AIM OF THE TASK:
Copy each line in the data below that contains the word "hand".

SUPPLIED RECORDS:
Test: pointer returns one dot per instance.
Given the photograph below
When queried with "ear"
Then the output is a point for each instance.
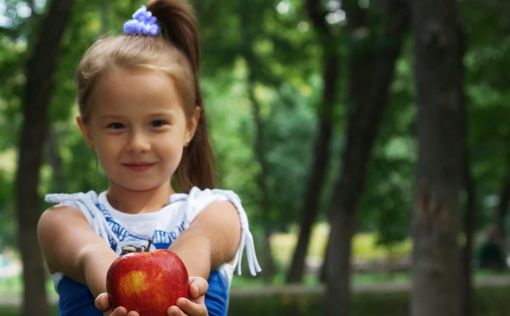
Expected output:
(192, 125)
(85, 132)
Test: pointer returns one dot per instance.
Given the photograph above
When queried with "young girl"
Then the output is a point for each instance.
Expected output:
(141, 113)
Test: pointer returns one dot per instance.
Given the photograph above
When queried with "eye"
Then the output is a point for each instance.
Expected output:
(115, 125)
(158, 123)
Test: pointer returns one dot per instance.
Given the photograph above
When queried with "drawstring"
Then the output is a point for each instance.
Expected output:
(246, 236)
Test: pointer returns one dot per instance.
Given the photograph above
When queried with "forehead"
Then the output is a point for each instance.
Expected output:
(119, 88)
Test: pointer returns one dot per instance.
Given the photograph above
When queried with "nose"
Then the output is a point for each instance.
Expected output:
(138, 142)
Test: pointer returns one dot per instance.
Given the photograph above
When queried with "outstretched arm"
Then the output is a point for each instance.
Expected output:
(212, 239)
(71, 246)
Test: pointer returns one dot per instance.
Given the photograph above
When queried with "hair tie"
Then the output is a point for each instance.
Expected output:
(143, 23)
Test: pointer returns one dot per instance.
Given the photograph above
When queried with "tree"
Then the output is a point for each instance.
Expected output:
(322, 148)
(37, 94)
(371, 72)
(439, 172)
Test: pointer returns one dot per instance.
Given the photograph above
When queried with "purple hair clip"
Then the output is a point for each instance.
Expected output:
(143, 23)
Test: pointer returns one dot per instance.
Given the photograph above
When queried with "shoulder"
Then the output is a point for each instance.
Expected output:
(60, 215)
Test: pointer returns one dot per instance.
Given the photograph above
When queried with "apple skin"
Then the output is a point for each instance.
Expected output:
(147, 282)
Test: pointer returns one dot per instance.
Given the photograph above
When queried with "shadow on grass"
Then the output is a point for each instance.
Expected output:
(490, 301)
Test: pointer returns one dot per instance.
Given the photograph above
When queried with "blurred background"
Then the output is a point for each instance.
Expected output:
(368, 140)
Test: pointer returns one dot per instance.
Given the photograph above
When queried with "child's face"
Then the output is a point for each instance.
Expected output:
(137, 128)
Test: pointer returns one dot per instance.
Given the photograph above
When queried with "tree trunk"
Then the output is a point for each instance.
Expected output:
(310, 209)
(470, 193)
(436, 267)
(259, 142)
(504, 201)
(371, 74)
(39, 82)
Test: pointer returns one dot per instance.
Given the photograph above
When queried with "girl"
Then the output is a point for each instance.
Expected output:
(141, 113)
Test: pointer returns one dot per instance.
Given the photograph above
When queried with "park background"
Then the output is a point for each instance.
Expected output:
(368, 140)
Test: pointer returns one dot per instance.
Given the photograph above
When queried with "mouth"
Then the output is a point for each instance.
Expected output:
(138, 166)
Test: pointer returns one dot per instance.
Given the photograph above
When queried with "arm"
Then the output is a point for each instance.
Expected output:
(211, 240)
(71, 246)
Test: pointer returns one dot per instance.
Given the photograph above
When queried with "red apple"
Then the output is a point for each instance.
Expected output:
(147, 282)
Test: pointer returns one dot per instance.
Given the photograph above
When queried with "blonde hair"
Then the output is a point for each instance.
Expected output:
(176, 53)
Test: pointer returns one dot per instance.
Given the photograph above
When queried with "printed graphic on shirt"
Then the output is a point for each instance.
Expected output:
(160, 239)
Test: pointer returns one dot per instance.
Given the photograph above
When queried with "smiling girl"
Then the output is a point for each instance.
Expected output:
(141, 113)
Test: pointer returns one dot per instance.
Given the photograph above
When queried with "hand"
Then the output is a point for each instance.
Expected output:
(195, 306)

...

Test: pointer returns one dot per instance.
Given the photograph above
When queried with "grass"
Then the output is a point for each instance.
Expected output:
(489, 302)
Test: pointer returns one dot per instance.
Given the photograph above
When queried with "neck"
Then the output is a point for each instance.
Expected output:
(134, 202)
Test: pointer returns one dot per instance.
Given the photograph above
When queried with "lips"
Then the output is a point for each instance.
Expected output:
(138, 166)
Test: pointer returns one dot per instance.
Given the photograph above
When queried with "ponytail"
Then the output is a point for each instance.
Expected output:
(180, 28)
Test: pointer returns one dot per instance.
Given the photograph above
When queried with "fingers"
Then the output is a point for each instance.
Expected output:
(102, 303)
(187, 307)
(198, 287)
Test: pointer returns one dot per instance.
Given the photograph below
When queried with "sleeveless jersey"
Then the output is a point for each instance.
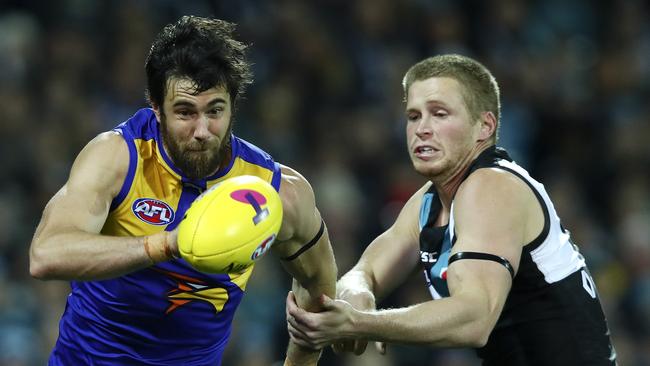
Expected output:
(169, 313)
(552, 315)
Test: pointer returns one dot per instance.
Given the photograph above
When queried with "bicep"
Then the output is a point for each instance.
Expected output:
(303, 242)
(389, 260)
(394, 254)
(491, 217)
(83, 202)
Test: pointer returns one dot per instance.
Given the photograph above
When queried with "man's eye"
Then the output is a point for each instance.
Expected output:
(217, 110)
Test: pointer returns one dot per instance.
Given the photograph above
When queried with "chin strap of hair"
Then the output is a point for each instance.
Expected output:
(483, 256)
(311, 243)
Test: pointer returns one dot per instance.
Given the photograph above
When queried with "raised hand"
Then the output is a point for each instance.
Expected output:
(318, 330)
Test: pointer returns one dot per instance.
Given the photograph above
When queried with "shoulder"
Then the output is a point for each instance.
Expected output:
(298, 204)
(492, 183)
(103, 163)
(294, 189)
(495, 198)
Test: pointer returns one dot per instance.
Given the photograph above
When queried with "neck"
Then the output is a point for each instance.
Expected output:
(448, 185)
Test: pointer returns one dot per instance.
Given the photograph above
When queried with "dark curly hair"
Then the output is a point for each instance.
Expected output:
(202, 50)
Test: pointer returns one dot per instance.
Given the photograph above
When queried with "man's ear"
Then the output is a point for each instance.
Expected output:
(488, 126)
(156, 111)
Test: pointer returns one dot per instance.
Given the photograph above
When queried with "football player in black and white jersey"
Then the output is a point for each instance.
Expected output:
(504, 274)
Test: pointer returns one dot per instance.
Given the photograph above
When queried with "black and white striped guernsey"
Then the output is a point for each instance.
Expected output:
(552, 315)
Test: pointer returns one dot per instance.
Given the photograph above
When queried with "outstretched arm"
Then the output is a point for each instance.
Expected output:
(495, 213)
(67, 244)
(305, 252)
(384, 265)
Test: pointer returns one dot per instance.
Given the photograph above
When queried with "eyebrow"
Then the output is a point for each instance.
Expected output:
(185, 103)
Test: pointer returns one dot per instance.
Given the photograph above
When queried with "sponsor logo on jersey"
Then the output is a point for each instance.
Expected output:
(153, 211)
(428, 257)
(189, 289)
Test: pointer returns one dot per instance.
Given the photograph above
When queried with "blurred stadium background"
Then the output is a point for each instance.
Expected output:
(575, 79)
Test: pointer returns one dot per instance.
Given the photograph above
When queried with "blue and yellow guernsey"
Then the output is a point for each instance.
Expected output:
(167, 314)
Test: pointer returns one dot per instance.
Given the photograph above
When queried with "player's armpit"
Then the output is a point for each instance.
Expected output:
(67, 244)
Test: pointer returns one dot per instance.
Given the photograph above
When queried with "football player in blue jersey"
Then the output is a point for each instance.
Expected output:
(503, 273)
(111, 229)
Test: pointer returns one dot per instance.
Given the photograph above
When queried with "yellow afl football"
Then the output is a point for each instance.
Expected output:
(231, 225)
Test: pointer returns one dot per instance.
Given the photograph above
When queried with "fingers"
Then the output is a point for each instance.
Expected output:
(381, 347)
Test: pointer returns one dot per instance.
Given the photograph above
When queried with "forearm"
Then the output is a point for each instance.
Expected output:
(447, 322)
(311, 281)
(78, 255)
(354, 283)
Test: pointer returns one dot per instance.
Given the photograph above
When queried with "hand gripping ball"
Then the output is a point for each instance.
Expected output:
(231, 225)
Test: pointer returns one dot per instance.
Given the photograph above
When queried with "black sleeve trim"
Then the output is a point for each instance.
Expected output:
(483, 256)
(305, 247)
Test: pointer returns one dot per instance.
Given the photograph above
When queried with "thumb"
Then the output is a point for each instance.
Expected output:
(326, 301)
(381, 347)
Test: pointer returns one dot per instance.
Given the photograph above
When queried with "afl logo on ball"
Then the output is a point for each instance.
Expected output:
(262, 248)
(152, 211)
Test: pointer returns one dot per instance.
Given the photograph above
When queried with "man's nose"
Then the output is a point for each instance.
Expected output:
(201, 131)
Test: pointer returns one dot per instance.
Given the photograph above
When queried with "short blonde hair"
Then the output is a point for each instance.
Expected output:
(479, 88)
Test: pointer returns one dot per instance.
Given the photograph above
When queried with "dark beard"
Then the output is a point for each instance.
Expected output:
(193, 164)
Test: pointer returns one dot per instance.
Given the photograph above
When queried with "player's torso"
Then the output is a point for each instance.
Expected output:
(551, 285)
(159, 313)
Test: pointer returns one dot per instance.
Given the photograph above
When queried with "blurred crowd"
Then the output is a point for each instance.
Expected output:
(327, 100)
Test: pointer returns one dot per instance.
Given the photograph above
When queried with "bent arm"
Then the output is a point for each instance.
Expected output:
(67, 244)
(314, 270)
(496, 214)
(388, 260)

...

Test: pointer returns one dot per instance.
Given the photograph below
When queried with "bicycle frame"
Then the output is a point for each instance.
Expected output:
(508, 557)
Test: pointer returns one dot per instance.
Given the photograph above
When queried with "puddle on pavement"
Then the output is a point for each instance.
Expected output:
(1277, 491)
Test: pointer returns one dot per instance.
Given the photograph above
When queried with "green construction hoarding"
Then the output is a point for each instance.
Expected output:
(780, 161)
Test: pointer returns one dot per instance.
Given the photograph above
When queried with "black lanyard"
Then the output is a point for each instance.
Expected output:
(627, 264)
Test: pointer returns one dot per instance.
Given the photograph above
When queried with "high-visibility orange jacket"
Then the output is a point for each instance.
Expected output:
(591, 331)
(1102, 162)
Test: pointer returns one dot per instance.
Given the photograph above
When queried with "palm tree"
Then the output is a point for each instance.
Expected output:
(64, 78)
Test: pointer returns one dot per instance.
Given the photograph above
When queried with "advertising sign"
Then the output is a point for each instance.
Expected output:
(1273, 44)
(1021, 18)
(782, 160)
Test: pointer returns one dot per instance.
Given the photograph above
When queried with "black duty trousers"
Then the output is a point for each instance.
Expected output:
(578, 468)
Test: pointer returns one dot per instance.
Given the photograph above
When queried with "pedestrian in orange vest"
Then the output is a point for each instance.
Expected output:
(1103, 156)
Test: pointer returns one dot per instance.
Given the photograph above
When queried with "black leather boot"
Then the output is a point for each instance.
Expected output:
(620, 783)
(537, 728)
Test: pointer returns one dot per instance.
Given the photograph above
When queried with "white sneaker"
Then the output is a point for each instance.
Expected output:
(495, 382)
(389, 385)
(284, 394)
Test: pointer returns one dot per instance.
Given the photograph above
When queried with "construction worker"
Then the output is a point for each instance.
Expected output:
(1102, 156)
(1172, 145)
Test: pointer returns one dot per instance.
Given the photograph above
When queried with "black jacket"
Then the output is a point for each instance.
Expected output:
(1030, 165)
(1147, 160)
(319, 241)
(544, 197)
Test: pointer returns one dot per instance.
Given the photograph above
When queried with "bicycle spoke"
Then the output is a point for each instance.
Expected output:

EXERCISE RESULT:
When queried with "hand"
When queried with "raised hand"
When queried with "hand gripping ball"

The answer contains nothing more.